Only one stretch of the data below should be repeated: the lines from the line containing "TARGET: grey cloud" through the line containing "TARGET: calm water", inclusive, exactly as they are.

(Data items)
--*--

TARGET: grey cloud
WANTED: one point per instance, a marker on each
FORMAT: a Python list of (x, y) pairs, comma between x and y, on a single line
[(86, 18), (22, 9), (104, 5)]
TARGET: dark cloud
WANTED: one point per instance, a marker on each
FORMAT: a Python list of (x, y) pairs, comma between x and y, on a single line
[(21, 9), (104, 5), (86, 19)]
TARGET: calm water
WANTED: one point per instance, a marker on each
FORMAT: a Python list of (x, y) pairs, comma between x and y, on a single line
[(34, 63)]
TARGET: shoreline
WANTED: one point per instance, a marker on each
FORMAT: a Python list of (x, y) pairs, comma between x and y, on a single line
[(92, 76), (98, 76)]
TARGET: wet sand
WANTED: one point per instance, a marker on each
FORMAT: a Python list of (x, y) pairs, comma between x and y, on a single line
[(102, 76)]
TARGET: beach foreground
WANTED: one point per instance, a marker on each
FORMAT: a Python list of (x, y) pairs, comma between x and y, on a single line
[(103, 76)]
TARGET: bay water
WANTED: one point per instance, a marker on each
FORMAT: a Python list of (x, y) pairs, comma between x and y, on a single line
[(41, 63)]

--*--

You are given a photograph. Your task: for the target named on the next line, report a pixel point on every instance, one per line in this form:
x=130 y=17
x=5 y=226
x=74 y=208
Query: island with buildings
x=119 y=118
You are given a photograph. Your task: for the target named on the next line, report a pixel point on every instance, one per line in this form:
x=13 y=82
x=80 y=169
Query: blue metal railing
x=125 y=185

--*--

» Answer box:
TARGET: grey cloud
WANTED: one point per instance, a marker on each
FORMAT: a Python list of (x, y) pairs, comma between x and y, on a single line
[(86, 18), (22, 9), (104, 5)]
TARGET: dark cloud
WANTED: one point per instance, a marker on each
FORMAT: a Python list of (x, y) pairs, comma between x and y, on a single line
[(21, 9), (104, 5), (86, 19)]
TARGET: calm water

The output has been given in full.